WHAT IS ASKED
Condense the paragraph of the post below that begins "One thing we keep seeing" into a single sentence that keeps its main points.

PAGE

-- start --

A few months ago I asked here if anyone was using SAP Document AI.

At the time, most of what I saw (and what came back in the comments) felt pretty experimental. We recently had the chance to implement it with a client, so I figured I’d share the approach in case it helps anyone working on something similar.

I can’t go into full detail for obvious reasons, but here’s the general idea.

One thing we keep seeing: most GenAI use cases today are still at the individual level. Copilots, prompts, assistants. Useful, but they don’t really change how processes run, so ROI is hard to pin down.

In this case, we tried to push it a bit further and integrate it directly into the process, so it doesn’t rely on people actively using it.

Context (manufacturing):

Client manufactures seamless pipes, with heavy machinery that requires frequent maintenance and part replacements.

-- end --

DATA EXCERPT

-- start --

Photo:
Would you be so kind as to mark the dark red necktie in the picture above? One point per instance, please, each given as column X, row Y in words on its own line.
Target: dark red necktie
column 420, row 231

-- end --

OUTPUT OF THE EXERCISE
Most GenAI use cases today, like copilots, prompts, and assistants, still work at the individual level: they are useful but don't really change how processes run, so ROI is hard to pin down.